Trecho do texto ▸
Não sendo músicos profissionais (Tuna é médico-cardiologista e professor, Durval era bancário) mas tendo dedicado à música grande parte das suas vidas, ao longo de seis décadas, Jorge Tuna e Durval Moreirinhas confirmam nestes Ensaios a completude do seu trabalho conjunto, sendo as composições de grande apuro e sensibilidade e as execuções instrumentais, à guitarra e à viola, exímias e deveras tocantes. Da Dança das águas, que abre o disco, ao tríptico dedicado a Monserrate, que o encerra, viaja-se para lá das raízes coimbrãs, em pormenores que o historiador Armando Luís de Carvalho Homem anota, no texto inserido no livrete do disco, como passando pela dedilhação, pela construção da melodia (“por grupos de 3 notas, uma novidade na Coimbra dos anos 60”), pelos acompanhamentos (nas “descidas de meio-tom em meio-tom”), acordes e relação com outros universos musicais (ele cita o barroco, a música descritiva e a ambiental).

Tarefa ▸
Retome o texto sobre o disco Ensaios, de Jorge Tuna e Durval Moreirinhas, a partir do ponto em que termina. Os registos que vêm a seguir são um material à parte.

(Entradas guardadas)
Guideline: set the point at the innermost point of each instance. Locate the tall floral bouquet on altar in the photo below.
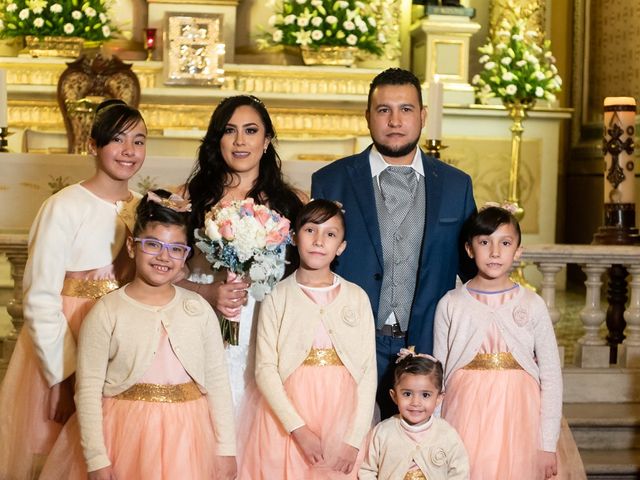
(517, 64)
(87, 19)
(325, 23)
(248, 240)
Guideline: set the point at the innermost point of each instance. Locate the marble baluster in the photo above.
(593, 350)
(630, 354)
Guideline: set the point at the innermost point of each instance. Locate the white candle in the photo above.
(3, 99)
(619, 170)
(434, 111)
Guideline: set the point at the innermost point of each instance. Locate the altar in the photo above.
(318, 114)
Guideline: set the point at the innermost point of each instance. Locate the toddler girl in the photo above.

Resposta à tarefa ▸
Mas aparte as observações estruturais, virtuosísticas, ou técnicas (o registo fonográfico, na transcrição para CD, exibe bom recorte sonoro), é em audições despreocupadas que Ensaios revela o seu poder de sedução, mostrando que à guitarra de Coimbra (como já antes haviam provado Artur Paredes e o filho, Carlos) se abre um melhor futuro, mais vasto do que o ditado pela tradição académica ou o estritamente ligado à canção estudantil coimbrã. Jorge Tuna e Durval Moreirinhas seguiram esse caminho e este disco confirma-o, de forma eloquente.